- EXERCISE PROMPT
Repeat the stretch from the line containing "Trace the outline of every instance of the strawberry" through the line containing "M 43 132 L 53", switching "strawberry slice" to "kiwi slice" and keeping everything else the same.

(Source data)
============
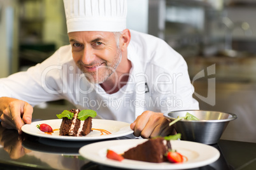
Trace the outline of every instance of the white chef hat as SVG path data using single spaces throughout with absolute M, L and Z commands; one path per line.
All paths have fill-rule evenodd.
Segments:
M 64 0 L 68 33 L 126 29 L 126 0 Z

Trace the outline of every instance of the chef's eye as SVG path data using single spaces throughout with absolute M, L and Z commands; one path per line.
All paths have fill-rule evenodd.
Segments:
M 96 42 L 96 43 L 95 43 L 95 45 L 96 45 L 96 46 L 100 46 L 100 45 L 101 45 L 102 44 L 103 44 L 103 43 L 101 43 L 101 42 Z
M 74 47 L 80 47 L 80 46 L 82 46 L 82 44 L 80 43 L 76 43 L 73 44 L 73 46 Z

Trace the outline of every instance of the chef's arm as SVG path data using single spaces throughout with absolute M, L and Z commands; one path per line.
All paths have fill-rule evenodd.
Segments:
M 32 107 L 24 101 L 8 97 L 0 98 L 0 119 L 4 128 L 16 129 L 21 134 L 21 127 L 31 122 L 32 112 Z
M 169 121 L 160 112 L 145 111 L 130 126 L 135 136 L 148 138 L 158 136 L 165 136 L 175 133 Z

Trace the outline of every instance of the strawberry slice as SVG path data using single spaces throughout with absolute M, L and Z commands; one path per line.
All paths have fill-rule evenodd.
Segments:
M 43 132 L 53 132 L 52 127 L 46 124 L 38 124 L 36 127 Z
M 108 159 L 118 161 L 122 161 L 124 159 L 124 157 L 121 155 L 119 155 L 117 152 L 109 149 L 107 151 L 106 157 Z
M 172 163 L 180 163 L 183 162 L 183 156 L 176 151 L 170 151 L 167 154 L 167 159 Z

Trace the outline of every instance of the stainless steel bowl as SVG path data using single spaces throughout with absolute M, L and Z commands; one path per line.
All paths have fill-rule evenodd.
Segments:
M 237 118 L 234 114 L 201 110 L 173 111 L 164 116 L 173 121 L 188 112 L 199 121 L 181 120 L 173 124 L 181 140 L 192 141 L 208 145 L 217 143 L 231 121 Z

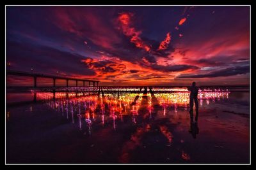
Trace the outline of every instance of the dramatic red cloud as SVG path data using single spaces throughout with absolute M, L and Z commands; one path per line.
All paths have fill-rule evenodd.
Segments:
M 92 8 L 87 10 L 64 7 L 51 9 L 52 17 L 49 19 L 61 30 L 76 34 L 77 38 L 86 38 L 97 46 L 112 50 L 115 49 L 113 45 L 120 41 L 113 28 L 95 14 Z M 86 29 L 84 29 L 83 24 L 86 25 Z M 111 38 L 109 38 L 109 35 L 111 35 Z M 88 46 L 88 41 L 84 41 L 83 43 L 90 48 Z
M 158 50 L 166 49 L 170 42 L 171 42 L 171 34 L 168 32 L 165 39 L 161 42 Z
M 182 19 L 180 20 L 180 22 L 179 22 L 179 25 L 182 25 L 182 24 L 185 22 L 185 21 L 186 21 L 186 20 L 187 20 L 186 18 L 182 18 Z
M 136 47 L 148 52 L 150 50 L 150 46 L 143 42 L 139 36 L 141 31 L 136 31 L 134 27 L 131 26 L 131 18 L 133 15 L 131 13 L 122 13 L 119 15 L 118 20 L 121 25 L 122 31 L 125 36 L 130 38 L 131 42 L 134 43 Z

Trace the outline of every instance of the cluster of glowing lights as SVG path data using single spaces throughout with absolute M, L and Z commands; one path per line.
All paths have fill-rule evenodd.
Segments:
M 124 89 L 104 87 L 102 90 L 97 87 L 84 88 L 81 90 L 70 89 L 69 90 L 73 90 L 70 92 L 59 92 L 54 94 L 52 92 L 37 92 L 36 96 L 46 101 L 52 109 L 61 113 L 63 117 L 71 118 L 73 124 L 74 118 L 77 117 L 80 129 L 83 120 L 88 127 L 89 134 L 91 133 L 92 124 L 99 117 L 103 125 L 107 119 L 112 120 L 115 129 L 116 128 L 116 120 L 123 121 L 123 115 L 131 115 L 132 122 L 136 124 L 136 117 L 141 109 L 147 110 L 151 118 L 154 110 L 153 97 L 162 108 L 164 115 L 168 107 L 174 106 L 174 112 L 177 113 L 178 107 L 184 108 L 186 110 L 189 106 L 189 92 L 185 88 L 153 88 L 154 96 L 152 92 L 148 91 L 147 94 L 143 94 L 144 89 Z M 137 92 L 125 92 L 132 90 Z M 228 98 L 229 93 L 228 90 L 200 89 L 198 97 L 202 106 L 204 100 L 206 100 L 207 104 L 209 104 L 210 100 L 214 102 L 216 99 Z M 170 136 L 166 132 L 166 136 Z

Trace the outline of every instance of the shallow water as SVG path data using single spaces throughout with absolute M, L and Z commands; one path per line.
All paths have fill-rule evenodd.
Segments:
M 189 132 L 186 92 L 98 90 L 77 97 L 56 94 L 55 100 L 51 93 L 37 92 L 37 102 L 8 106 L 6 162 L 249 162 L 248 92 L 202 99 L 195 134 Z

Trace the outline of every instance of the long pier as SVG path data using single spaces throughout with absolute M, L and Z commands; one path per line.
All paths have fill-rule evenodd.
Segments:
M 99 82 L 100 81 L 97 80 L 84 80 L 80 78 L 70 78 L 67 76 L 54 76 L 50 74 L 44 74 L 37 73 L 29 73 L 29 72 L 24 72 L 19 71 L 14 71 L 14 70 L 6 70 L 6 76 L 8 75 L 14 75 L 14 76 L 30 76 L 34 78 L 34 87 L 36 88 L 36 79 L 38 77 L 40 78 L 52 78 L 53 80 L 53 87 L 56 87 L 56 80 L 65 80 L 67 81 L 67 86 L 68 87 L 68 81 L 69 80 L 74 80 L 76 81 L 76 87 L 77 87 L 78 81 L 83 82 L 83 87 L 84 87 L 84 82 L 89 82 L 89 86 L 91 86 L 91 83 L 93 83 L 93 86 L 95 86 L 95 83 L 97 83 L 97 86 L 99 86 Z

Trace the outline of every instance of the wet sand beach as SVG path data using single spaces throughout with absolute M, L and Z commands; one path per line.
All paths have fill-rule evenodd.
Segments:
M 10 106 L 6 163 L 249 163 L 249 115 L 223 103 L 200 106 L 196 136 L 184 108 L 159 107 L 151 116 L 142 108 L 115 122 L 106 115 L 104 124 L 95 115 L 89 132 L 84 119 L 80 130 L 78 118 L 72 124 L 45 103 Z

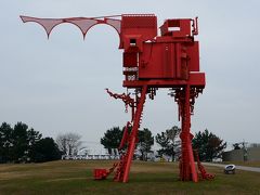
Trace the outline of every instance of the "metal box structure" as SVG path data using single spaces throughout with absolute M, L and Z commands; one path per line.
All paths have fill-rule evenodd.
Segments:
M 197 18 L 166 20 L 158 35 L 157 17 L 154 14 L 122 14 L 102 17 L 73 18 L 35 18 L 21 16 L 23 22 L 36 22 L 44 27 L 48 37 L 51 30 L 63 23 L 76 25 L 83 37 L 88 30 L 98 24 L 114 27 L 119 37 L 119 49 L 122 53 L 125 80 L 122 86 L 134 89 L 135 95 L 107 92 L 115 99 L 121 99 L 131 107 L 131 120 L 127 122 L 119 151 L 121 158 L 109 171 L 95 169 L 95 179 L 104 179 L 115 171 L 115 181 L 127 182 L 129 178 L 138 131 L 143 113 L 145 99 L 156 95 L 159 88 L 171 90 L 171 96 L 178 103 L 181 120 L 182 155 L 180 159 L 180 179 L 182 181 L 198 181 L 192 148 L 191 115 L 195 99 L 205 88 L 205 73 L 199 72 L 199 44 L 195 40 L 198 34 Z M 120 18 L 115 18 L 120 17 Z M 129 127 L 131 131 L 129 132 Z M 122 150 L 126 147 L 127 150 Z M 203 166 L 204 179 L 211 179 Z

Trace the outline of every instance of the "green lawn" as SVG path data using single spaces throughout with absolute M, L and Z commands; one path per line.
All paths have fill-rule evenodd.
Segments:
M 259 167 L 260 168 L 260 161 L 222 161 L 221 164 L 234 164 L 237 166 L 247 166 L 247 167 Z
M 112 177 L 94 181 L 94 168 L 109 168 L 113 161 L 53 161 L 0 165 L 0 194 L 260 194 L 260 173 L 237 170 L 224 174 L 208 167 L 213 181 L 178 181 L 178 164 L 134 161 L 129 183 Z

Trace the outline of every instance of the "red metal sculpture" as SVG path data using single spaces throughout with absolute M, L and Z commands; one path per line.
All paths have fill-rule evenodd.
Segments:
M 122 86 L 134 89 L 135 96 L 130 94 L 114 94 L 115 99 L 121 99 L 126 106 L 131 107 L 132 118 L 127 122 L 119 151 L 121 157 L 118 164 L 114 164 L 108 171 L 95 169 L 95 179 L 104 179 L 116 169 L 115 181 L 127 182 L 129 171 L 138 142 L 138 132 L 142 119 L 146 94 L 151 99 L 156 95 L 158 88 L 168 88 L 179 106 L 179 119 L 181 120 L 182 155 L 180 159 L 180 179 L 182 181 L 198 181 L 198 173 L 194 162 L 191 134 L 191 115 L 193 114 L 195 99 L 205 88 L 205 74 L 199 73 L 198 41 L 194 36 L 198 34 L 197 18 L 167 20 L 160 26 L 160 35 L 157 35 L 157 17 L 154 14 L 123 14 L 103 17 L 73 17 L 73 18 L 35 18 L 21 16 L 23 22 L 36 22 L 42 25 L 48 38 L 51 30 L 62 23 L 76 25 L 82 31 L 87 31 L 96 24 L 107 24 L 114 27 L 119 37 L 119 49 L 123 50 Z M 121 17 L 115 20 L 114 17 Z M 131 126 L 131 128 L 129 128 Z M 131 129 L 131 130 L 129 130 Z M 127 150 L 122 150 L 122 148 Z M 204 178 L 210 179 L 203 166 Z

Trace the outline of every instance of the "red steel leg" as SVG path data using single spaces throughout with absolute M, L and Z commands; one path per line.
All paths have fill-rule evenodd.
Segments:
M 187 84 L 185 87 L 184 95 L 182 96 L 182 159 L 181 159 L 181 170 L 180 177 L 182 181 L 193 180 L 194 182 L 198 181 L 197 171 L 195 168 L 192 142 L 191 142 L 191 102 L 190 102 L 190 91 L 191 88 Z
M 144 105 L 144 102 L 145 102 L 146 92 L 147 92 L 147 86 L 144 86 L 142 88 L 141 98 L 139 100 L 138 107 L 136 107 L 136 110 L 135 110 L 135 114 L 134 114 L 133 127 L 132 127 L 132 131 L 131 131 L 131 135 L 130 135 L 128 153 L 127 153 L 127 156 L 126 156 L 127 157 L 126 167 L 125 167 L 123 177 L 122 177 L 122 182 L 123 183 L 128 182 L 130 166 L 131 166 L 131 162 L 132 162 L 133 152 L 134 152 L 134 148 L 135 148 L 138 130 L 139 130 L 139 127 L 140 127 L 140 119 L 142 117 L 143 105 Z

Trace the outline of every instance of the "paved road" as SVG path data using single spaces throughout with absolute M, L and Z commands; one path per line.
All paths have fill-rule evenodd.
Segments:
M 210 164 L 210 162 L 203 162 L 203 165 L 221 167 L 221 168 L 224 168 L 226 166 L 226 165 L 222 165 L 222 164 Z M 236 169 L 245 170 L 245 171 L 260 172 L 260 168 L 257 168 L 257 167 L 236 166 Z

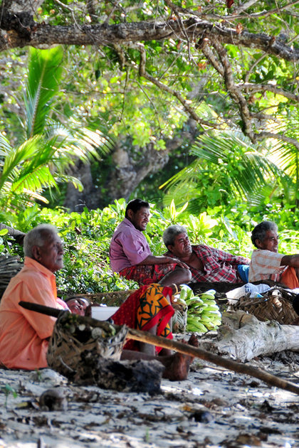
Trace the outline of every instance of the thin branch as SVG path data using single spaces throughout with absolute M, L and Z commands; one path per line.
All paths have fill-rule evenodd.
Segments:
============
- SOLUTION
Trace the outline of every instance of the kiwi slice as SVG path data using single spaces throughout with absolute M, L and Z commands; one path per line.
All paths have fill-rule evenodd.
Segments:
M 43 132 L 53 132 L 52 127 L 46 124 L 38 124 L 36 127 Z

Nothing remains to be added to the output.